## PROMPT
Reproduce the stretch of items from the line containing "One marker for each instance of the woman's smiling" through the end of the items, substituting "out-of-focus leaves" for "blurred foliage" and leaving everything else unchanged.

Dataset excerpts on object pointing:
'''

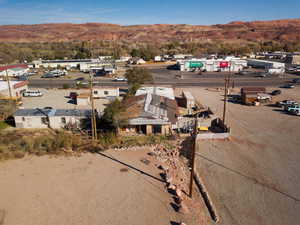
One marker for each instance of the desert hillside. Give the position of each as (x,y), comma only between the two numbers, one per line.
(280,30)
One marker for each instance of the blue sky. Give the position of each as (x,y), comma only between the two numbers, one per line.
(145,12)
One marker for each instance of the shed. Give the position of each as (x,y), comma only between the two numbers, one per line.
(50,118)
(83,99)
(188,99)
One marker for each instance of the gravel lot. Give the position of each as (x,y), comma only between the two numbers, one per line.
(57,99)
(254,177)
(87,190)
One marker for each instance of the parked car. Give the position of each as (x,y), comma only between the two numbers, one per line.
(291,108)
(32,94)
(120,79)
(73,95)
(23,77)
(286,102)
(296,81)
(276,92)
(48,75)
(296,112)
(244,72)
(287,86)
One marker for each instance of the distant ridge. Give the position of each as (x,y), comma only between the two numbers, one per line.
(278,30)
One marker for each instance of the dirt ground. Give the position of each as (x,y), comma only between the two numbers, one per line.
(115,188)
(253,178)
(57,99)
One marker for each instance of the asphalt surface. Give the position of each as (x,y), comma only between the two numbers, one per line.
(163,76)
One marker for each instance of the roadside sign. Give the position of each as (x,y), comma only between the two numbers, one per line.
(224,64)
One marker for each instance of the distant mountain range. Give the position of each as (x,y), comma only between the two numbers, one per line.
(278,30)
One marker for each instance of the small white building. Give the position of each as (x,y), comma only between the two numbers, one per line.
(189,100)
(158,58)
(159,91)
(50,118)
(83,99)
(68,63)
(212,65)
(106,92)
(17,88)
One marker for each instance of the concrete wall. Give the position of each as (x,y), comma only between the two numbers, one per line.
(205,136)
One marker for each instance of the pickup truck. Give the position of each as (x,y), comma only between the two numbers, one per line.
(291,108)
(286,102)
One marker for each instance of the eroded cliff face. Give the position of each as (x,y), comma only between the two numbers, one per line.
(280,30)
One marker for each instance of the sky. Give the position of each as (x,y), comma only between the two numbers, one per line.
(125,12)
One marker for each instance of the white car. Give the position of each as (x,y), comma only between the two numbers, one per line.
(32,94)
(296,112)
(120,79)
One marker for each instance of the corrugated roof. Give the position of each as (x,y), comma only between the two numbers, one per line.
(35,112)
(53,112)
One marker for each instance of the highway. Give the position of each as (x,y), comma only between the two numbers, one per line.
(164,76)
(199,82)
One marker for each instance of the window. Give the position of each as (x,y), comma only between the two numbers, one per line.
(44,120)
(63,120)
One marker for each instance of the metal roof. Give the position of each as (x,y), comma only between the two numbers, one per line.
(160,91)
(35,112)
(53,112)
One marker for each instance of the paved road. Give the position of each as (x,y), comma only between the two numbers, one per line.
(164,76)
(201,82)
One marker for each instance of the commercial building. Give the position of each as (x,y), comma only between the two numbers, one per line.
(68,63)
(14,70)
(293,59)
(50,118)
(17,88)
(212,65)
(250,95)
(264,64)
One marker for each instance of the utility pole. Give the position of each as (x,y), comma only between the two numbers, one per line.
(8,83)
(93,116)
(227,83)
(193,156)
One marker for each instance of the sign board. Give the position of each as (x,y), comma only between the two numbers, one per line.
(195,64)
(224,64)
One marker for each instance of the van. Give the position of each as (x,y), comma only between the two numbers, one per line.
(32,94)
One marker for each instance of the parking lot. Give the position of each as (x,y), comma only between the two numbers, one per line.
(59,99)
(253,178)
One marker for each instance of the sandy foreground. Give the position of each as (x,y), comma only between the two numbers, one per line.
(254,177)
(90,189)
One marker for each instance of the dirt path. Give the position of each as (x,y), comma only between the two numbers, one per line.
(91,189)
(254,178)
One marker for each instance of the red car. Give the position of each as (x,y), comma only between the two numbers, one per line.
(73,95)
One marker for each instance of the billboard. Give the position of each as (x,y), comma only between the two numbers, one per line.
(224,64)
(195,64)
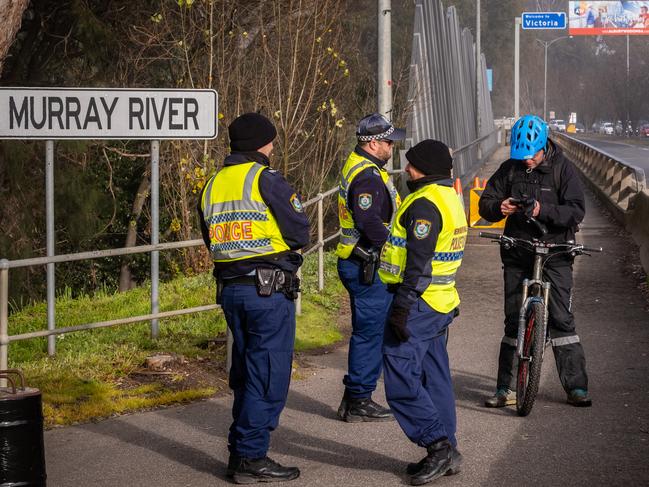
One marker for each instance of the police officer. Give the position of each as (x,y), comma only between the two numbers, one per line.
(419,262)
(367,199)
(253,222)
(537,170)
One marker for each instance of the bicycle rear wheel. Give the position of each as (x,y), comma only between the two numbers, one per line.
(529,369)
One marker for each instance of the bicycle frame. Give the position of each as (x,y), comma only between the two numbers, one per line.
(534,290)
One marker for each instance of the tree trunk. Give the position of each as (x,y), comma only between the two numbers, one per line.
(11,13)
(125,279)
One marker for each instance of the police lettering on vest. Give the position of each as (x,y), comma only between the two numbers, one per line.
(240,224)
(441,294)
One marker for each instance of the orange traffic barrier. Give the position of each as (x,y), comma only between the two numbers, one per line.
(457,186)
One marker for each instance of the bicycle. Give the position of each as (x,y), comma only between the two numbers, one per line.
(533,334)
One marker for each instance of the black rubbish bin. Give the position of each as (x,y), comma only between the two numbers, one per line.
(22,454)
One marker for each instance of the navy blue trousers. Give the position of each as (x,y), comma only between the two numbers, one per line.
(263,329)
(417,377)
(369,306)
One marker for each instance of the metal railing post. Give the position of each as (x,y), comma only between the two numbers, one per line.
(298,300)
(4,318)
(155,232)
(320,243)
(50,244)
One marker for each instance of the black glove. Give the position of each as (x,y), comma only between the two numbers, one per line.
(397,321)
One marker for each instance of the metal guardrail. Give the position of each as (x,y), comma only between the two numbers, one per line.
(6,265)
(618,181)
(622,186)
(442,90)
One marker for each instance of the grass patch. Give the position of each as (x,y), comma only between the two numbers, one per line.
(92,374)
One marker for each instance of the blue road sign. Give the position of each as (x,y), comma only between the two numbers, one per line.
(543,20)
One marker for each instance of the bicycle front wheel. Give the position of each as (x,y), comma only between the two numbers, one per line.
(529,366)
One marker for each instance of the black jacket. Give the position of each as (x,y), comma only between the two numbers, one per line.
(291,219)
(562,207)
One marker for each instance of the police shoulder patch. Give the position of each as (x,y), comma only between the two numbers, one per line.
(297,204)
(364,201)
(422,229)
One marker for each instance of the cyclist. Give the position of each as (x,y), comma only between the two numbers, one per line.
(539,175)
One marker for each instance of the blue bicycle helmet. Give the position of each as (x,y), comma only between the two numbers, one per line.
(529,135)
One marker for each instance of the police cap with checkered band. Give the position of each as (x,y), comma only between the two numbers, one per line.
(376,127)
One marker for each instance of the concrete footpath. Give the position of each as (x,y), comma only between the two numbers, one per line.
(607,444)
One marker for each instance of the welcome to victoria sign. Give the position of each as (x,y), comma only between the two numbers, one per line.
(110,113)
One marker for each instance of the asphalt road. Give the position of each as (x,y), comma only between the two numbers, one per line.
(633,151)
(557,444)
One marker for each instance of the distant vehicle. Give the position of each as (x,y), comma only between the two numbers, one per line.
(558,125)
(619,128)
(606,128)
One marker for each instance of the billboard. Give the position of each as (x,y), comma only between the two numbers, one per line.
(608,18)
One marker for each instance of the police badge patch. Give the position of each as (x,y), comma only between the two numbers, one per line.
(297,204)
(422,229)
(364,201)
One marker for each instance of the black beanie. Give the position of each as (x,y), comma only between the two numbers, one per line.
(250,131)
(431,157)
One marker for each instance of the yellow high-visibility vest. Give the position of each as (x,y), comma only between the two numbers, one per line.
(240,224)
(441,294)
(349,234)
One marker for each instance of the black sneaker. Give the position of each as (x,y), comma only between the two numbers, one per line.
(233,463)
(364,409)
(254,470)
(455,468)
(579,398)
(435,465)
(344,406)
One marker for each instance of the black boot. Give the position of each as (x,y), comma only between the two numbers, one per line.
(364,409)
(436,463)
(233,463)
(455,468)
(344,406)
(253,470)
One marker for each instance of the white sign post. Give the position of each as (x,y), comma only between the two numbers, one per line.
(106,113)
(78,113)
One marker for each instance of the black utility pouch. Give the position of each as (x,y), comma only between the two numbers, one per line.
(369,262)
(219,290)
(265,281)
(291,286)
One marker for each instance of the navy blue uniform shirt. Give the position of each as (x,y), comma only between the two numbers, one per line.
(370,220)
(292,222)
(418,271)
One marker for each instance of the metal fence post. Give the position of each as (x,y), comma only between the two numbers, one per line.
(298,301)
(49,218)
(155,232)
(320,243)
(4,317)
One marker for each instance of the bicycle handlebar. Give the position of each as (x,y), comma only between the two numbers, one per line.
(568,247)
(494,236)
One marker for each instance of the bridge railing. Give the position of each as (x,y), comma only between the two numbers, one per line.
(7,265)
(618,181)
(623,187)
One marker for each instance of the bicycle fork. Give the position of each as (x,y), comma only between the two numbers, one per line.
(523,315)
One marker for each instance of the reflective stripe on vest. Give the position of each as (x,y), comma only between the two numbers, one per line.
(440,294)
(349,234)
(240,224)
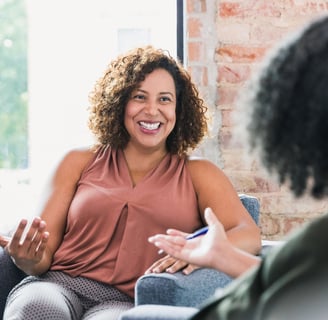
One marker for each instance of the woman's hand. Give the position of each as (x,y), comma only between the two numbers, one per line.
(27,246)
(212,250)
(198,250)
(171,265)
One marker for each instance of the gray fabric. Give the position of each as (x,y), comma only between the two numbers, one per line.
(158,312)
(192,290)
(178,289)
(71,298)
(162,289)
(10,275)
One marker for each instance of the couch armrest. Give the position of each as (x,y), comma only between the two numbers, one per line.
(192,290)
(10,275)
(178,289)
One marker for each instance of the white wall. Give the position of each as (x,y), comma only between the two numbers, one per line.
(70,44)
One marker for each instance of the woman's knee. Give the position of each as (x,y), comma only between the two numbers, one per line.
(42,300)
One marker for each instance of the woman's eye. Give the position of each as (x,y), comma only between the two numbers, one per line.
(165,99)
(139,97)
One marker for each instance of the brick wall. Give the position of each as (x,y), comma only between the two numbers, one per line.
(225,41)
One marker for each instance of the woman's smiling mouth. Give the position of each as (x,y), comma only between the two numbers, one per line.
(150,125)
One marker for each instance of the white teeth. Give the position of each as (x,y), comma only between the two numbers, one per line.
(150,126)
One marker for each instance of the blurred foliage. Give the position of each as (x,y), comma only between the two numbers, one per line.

'''

## THE RESULT
One marker for each instance of the woman's smiling mouth. Give the position of each as (x,y), comma only between the two numbers, one per line.
(150,125)
One marker for each instance of the white teeth. Give the position of each as (x,y), comma only between the two numbers, one per line.
(150,126)
One marker for each instance of the out-of-focus leaves. Give the position of each as (x,y), comma only between the two numbers, one per line.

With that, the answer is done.